Rewrite these lines with "largest disc" changed to "biggest disc" everywhere it occurs, keeping everything else the same and leaving the pictures out.

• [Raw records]
◆ ◆ ◆ ◆

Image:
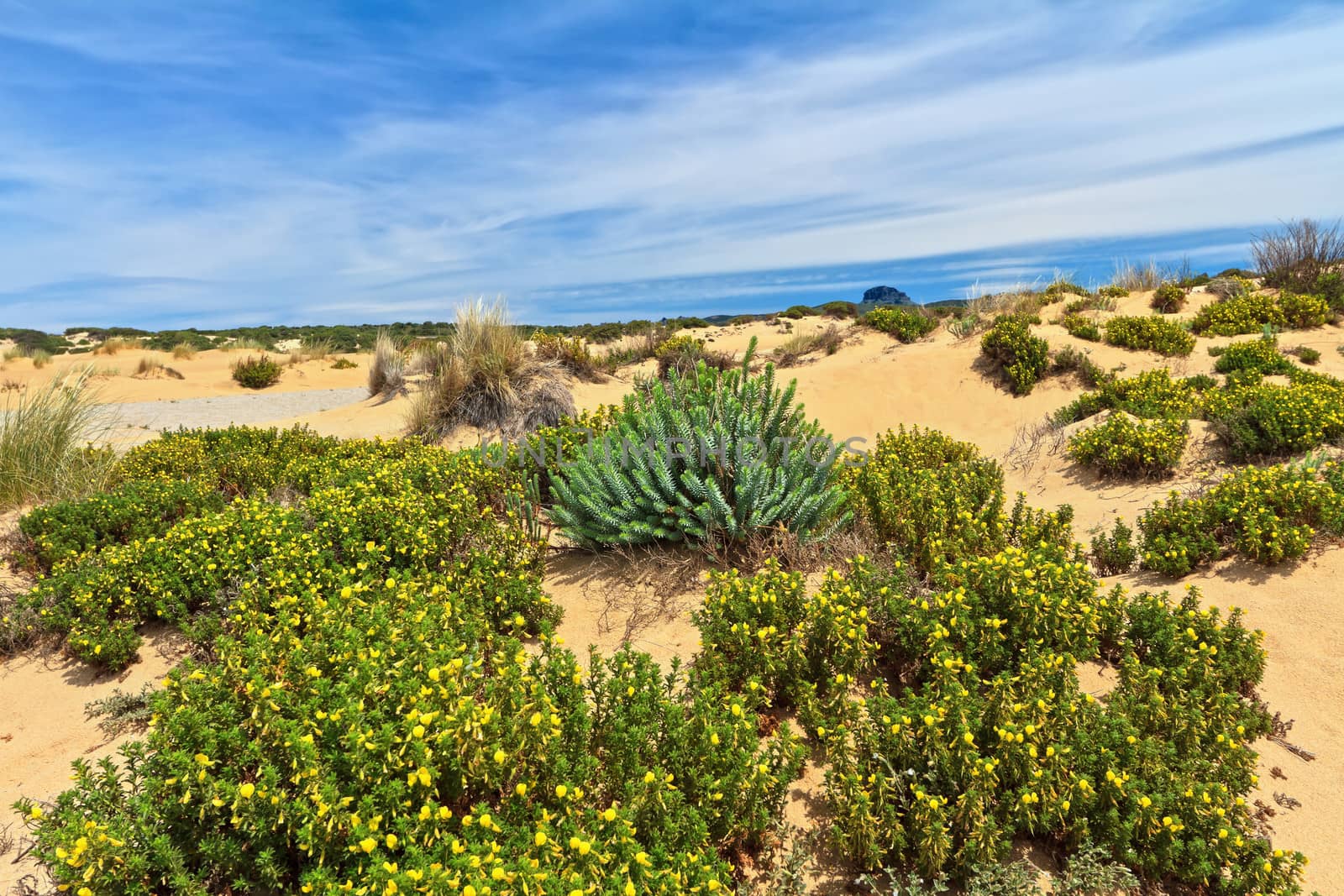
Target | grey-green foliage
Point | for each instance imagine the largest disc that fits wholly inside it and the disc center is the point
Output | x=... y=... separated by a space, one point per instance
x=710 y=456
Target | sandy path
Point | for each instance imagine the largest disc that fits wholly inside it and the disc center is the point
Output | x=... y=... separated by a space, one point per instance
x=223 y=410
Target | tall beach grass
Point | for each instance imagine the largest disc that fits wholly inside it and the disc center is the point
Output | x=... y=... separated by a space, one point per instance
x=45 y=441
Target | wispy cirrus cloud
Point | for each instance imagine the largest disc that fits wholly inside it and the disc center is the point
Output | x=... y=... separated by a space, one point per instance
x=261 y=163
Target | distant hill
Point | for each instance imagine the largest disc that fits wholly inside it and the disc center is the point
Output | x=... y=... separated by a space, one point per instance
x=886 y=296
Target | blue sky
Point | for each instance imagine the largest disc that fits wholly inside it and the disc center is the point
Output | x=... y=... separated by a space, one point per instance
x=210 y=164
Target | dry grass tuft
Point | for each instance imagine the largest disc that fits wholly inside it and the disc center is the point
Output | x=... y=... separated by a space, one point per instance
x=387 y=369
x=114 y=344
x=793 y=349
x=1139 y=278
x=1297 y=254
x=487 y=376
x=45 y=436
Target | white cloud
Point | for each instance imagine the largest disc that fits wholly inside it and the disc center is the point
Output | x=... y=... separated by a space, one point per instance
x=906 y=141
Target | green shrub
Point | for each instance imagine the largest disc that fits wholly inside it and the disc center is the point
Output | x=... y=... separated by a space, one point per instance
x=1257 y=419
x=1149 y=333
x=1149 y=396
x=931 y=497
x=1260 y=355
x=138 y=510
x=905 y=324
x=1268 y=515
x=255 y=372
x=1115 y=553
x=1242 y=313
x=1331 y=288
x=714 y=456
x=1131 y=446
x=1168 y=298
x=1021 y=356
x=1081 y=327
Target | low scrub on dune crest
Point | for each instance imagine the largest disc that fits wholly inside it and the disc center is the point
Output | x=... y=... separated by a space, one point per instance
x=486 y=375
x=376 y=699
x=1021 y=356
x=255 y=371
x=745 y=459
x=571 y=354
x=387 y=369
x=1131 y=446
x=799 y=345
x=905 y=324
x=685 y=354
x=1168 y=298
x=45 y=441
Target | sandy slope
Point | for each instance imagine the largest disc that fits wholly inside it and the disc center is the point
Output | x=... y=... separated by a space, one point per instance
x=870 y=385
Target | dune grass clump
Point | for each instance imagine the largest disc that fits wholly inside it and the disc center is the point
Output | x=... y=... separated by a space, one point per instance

◆ ◆ ◆ ◆

• [Final result]
Image:
Target | grey-green foliage
Point | for each instance imagine the biggest disc that fits wholly inside it and the disc center is the point
Output | x=... y=... separated by a space, one point per instance
x=710 y=456
Target | sandy path
Point | for each instance imagine the biggest disc that fits wholly inside it and the disc center is the point
Output | x=... y=... separated by a space, one point per instance
x=223 y=410
Target | tall beach grass
Point | for each instance imagine the biggest disc that fits wholly inside it and the disc center is the point
Output | x=... y=... separated by a space, one point per instance
x=45 y=441
Target | wispy cirrus cloud
Point | for each instance imagine the biggest disc that fits wholly inside it and the disc center is the point
Output | x=... y=... separated by a space, one point per instance
x=261 y=163
Target | distant hill
Point | for each instance imagine the biggest disc that fits wholly inside it and the disc center is the point
Output | x=... y=... separated by a space, one point per instance
x=886 y=296
Target | blue sky
Point | for each instance imagine the biggest disc that fits wholly inside it and the disc center is the point
Output | x=... y=... separated by a space, one point per instance
x=210 y=164
Target | dry grass tuft
Point | for each instance imagine the biggest disc that fits wholly inside it and the disc center is the point
Output | x=... y=... separated by a space, one point per instance
x=387 y=369
x=114 y=344
x=793 y=349
x=1139 y=278
x=1297 y=254
x=487 y=376
x=45 y=436
Target | white cloud
Point | for each instance imagine the biggest disc that fits wholly inside it and the disc center is the point
Output | x=... y=... separated by a space, one point per instance
x=906 y=141
Target | green shrub
Point | for each instance imagine the biggest disc that fits wholly inside it and the disc center is the point
Output | x=... y=... separated by a space, one point per instance
x=1257 y=419
x=1149 y=333
x=1149 y=396
x=931 y=497
x=1260 y=355
x=138 y=510
x=905 y=324
x=1268 y=515
x=255 y=372
x=1115 y=553
x=1242 y=313
x=1331 y=288
x=714 y=456
x=1131 y=446
x=1168 y=298
x=1021 y=356
x=1081 y=327
Target | low scrub on dune crest
Point | for each instance imagine the biggest disc that fits wholly inside it and the disc center is the point
Output | x=... y=... separated by a space, one point per instance
x=486 y=375
x=376 y=699
x=1021 y=356
x=255 y=371
x=745 y=459
x=571 y=354
x=387 y=369
x=1131 y=446
x=799 y=345
x=905 y=324
x=685 y=354
x=1168 y=298
x=45 y=441
Target | sandy slope
Point | for each instance imagine the biggest disc that fits wholly inside it and the disc center is the point
Output | x=... y=... separated by a space, one point per instance
x=870 y=385
Target | dune grass clump
Point | for each instance imagine the biggest disc that fits wholly inside it and the disc center is the point
Output | x=... y=... separated by a space, one point per instance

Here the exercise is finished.